*PAGE EXCERPT*:
[Start of section]

LOS ANGELES (CBSLA) – A recent uptick in violent crime in South Los Angeles and in other parts of the city could be related to the pandemic and the increased stress placed on community members, LAPD Chief Michel Moore said Friday.
Speaking to reporters in front of the Los Angeles Police Department’s Southeast Station, Moore described “a spasm of violence” in the area, including some 11 shootings and two homicides since Tuesday.
The jump comes on the heels of an overall increase in shooting violence, with 39 additional homicides as a city versus last year and 101 additional shooting victims from 2019, according to Moore.
“This is a pace of shooting and violence that we’ve not seen in years, and it has grown from an effort that began (and) issues that we saw in June and July, and now has continued to accelerate,” he said.
According to Moore, so far this year, 40 people under 18 years of age have been shooting victims, including nine of whom were under 10 years of age.
“This is violence that’s impacting not just people standing on a corner against other individuals standing on a corner. This is violence that is hitting our very young and our very innocent,” said Moore.
Police, city and church leaders spoke out about the uptick in violent crime, pleading with the community to work with them.
Some of the increase in violence could be attributed to the coronavirus pandemic and associated stress felt by the community, particularly social distancing.
“We are social animals,” Moore said. “We exist as an entity that works better when we work together. And this pandemic is interrupting all of that. And it’s assisting — in my belief — to fueling that, not just here in Los Angeles but across the country.”

[End of section]

Image point-grounding data:
[Start of section]

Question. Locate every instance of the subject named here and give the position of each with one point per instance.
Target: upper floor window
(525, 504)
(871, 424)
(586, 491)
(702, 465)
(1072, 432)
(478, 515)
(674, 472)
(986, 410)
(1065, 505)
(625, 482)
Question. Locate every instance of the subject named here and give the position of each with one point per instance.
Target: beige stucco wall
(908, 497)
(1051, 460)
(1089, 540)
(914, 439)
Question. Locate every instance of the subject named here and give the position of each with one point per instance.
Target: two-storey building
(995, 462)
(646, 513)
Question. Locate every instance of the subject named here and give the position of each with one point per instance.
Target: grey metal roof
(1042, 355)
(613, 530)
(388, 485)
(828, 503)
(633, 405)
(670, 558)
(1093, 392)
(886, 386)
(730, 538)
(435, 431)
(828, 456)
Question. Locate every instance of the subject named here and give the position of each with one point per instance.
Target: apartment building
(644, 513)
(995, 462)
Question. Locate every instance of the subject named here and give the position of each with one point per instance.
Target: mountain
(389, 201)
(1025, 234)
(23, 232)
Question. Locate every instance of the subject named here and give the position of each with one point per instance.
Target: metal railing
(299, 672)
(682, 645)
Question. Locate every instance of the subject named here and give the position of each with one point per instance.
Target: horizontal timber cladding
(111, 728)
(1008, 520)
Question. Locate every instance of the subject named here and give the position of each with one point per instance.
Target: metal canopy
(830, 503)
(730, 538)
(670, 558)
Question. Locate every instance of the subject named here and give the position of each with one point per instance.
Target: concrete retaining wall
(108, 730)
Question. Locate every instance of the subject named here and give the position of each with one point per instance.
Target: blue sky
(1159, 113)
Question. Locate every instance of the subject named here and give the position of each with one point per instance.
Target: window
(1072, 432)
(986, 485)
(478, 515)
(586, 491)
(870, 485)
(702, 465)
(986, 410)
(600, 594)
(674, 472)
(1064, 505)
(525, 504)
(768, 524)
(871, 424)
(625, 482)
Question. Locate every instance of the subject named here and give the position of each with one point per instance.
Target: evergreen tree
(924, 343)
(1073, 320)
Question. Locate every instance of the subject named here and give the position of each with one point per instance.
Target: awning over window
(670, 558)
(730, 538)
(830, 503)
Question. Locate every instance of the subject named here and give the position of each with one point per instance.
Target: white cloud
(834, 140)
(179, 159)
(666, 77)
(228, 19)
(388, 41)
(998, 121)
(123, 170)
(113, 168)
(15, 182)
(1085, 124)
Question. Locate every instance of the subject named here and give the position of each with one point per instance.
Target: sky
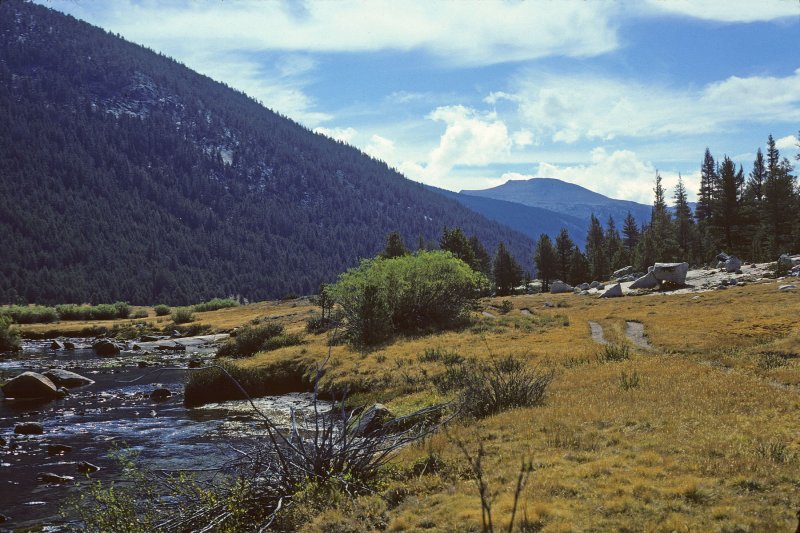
(467, 94)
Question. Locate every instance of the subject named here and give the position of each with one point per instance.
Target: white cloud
(479, 33)
(728, 10)
(571, 108)
(789, 142)
(340, 134)
(620, 174)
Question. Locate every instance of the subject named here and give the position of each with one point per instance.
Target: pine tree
(507, 272)
(564, 247)
(595, 250)
(395, 247)
(684, 224)
(578, 268)
(545, 260)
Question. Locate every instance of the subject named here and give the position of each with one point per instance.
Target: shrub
(182, 315)
(9, 339)
(490, 388)
(249, 340)
(408, 294)
(30, 314)
(215, 304)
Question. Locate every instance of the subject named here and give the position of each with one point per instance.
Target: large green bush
(9, 339)
(408, 294)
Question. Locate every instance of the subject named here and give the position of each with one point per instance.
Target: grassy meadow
(698, 433)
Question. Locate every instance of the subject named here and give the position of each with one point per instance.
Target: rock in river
(65, 378)
(29, 386)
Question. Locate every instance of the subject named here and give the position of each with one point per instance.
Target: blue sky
(466, 94)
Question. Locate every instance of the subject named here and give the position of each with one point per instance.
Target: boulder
(30, 385)
(614, 291)
(65, 378)
(85, 467)
(58, 449)
(29, 428)
(559, 286)
(105, 347)
(49, 477)
(674, 273)
(160, 394)
(648, 281)
(373, 420)
(624, 271)
(733, 264)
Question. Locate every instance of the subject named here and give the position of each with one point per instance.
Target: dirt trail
(597, 332)
(635, 333)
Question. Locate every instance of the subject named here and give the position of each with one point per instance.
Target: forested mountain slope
(125, 175)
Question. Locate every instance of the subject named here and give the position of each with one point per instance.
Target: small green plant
(9, 339)
(614, 352)
(182, 315)
(629, 381)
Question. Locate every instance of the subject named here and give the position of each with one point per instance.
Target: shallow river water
(116, 412)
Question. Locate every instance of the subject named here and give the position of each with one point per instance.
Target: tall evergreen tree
(564, 246)
(546, 261)
(596, 250)
(507, 272)
(684, 224)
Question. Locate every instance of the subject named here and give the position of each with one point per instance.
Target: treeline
(752, 216)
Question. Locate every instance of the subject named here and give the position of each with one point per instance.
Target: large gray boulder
(65, 378)
(674, 273)
(29, 386)
(613, 292)
(648, 281)
(559, 286)
(733, 264)
(624, 271)
(105, 347)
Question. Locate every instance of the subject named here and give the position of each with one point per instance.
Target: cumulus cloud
(571, 108)
(620, 174)
(727, 11)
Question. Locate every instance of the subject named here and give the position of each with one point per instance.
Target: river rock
(49, 477)
(65, 378)
(613, 292)
(624, 271)
(674, 273)
(85, 467)
(58, 449)
(648, 281)
(28, 386)
(559, 286)
(105, 347)
(29, 428)
(373, 420)
(160, 394)
(733, 264)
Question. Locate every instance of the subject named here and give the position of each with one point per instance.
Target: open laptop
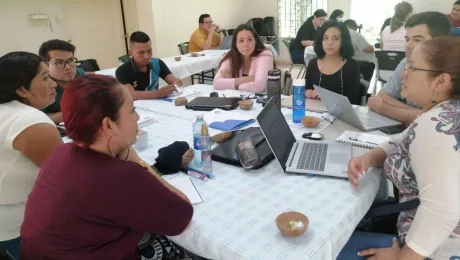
(302, 157)
(226, 42)
(361, 117)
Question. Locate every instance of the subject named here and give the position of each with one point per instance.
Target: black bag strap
(392, 209)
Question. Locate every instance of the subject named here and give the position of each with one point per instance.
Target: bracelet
(147, 166)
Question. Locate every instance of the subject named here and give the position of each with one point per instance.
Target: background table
(237, 218)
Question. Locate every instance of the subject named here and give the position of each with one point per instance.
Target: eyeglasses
(60, 64)
(409, 68)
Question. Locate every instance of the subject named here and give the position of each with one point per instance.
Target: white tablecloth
(237, 218)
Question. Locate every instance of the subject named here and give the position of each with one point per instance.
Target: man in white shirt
(364, 51)
(420, 28)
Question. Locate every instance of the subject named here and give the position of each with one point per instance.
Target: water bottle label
(197, 142)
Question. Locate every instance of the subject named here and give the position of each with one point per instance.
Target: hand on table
(382, 253)
(166, 91)
(312, 94)
(356, 168)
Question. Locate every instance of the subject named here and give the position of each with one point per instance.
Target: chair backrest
(183, 48)
(387, 61)
(89, 65)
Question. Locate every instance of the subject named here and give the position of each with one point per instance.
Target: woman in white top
(423, 162)
(393, 36)
(27, 137)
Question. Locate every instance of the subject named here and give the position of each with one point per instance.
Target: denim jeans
(364, 240)
(12, 247)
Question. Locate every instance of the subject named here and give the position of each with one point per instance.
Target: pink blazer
(259, 68)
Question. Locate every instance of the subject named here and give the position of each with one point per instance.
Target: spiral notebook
(361, 139)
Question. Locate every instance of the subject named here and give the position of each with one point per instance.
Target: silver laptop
(226, 42)
(302, 157)
(361, 117)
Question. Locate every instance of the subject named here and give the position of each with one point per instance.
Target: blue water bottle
(298, 100)
(197, 140)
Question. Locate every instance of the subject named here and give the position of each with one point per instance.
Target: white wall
(18, 33)
(175, 21)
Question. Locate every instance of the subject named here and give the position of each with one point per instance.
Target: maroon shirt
(88, 205)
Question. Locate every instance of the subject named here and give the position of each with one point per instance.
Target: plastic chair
(202, 76)
(387, 61)
(303, 67)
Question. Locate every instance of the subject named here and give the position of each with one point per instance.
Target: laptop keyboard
(313, 157)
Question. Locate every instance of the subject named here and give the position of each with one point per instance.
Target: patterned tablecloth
(237, 218)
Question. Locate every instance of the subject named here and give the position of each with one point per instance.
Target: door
(95, 27)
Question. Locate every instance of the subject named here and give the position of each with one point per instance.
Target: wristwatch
(147, 166)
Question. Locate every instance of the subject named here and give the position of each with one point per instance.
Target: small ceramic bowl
(310, 121)
(282, 222)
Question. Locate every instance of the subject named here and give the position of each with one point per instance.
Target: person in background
(306, 35)
(246, 65)
(208, 36)
(334, 69)
(337, 16)
(60, 56)
(27, 137)
(364, 51)
(95, 198)
(392, 37)
(423, 162)
(142, 73)
(454, 16)
(389, 102)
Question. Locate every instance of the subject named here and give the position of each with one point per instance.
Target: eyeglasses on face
(60, 64)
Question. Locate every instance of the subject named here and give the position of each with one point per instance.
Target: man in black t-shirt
(306, 35)
(141, 73)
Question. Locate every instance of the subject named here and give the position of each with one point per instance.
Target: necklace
(341, 78)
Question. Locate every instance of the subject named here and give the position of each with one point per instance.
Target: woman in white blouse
(393, 36)
(423, 162)
(27, 137)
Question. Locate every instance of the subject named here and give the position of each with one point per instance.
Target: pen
(357, 140)
(210, 176)
(197, 175)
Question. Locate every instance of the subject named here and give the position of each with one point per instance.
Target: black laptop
(211, 103)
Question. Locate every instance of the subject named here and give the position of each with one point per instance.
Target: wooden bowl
(310, 121)
(222, 137)
(246, 104)
(180, 101)
(282, 222)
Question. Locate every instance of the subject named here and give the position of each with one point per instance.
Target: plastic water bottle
(274, 86)
(206, 159)
(298, 100)
(197, 140)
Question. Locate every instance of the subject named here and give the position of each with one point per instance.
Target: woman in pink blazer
(246, 65)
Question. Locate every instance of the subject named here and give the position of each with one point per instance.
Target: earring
(433, 99)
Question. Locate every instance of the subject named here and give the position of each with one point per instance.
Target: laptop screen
(277, 132)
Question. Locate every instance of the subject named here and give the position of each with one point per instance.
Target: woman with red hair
(95, 198)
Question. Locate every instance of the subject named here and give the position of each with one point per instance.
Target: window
(293, 13)
(372, 14)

[End of section]

*TASK DETAILS*: Please reproduce word for word the passage of the report on violence in South Los Angeles that begins at "The jump comes" and ends after "work with them.".

*WRITTEN ANSWER*:
The jump comes on the heels of an overall increase in shooting violence, with 39 additional homicides as a city versus last year and 101 additional shooting victims from 2019, according to Moore.
“This is a pace of shooting and violence that we’ve not seen in years, and it has grown from an effort that began (and) issues that we saw in June and July, and now has continued to accelerate,” he said.
According to Moore, so far this year, 40 people under 18 years of age have been shooting victims, including nine of whom were under 10 years of age.
“This is violence that’s impacting not just people standing on a corner against other individuals standing on a corner. This is violence that is hitting our very young and our very innocent,” said Moore.
Police, city and church leaders spoke out about the uptick in violent crime, pleading with the community to work with them.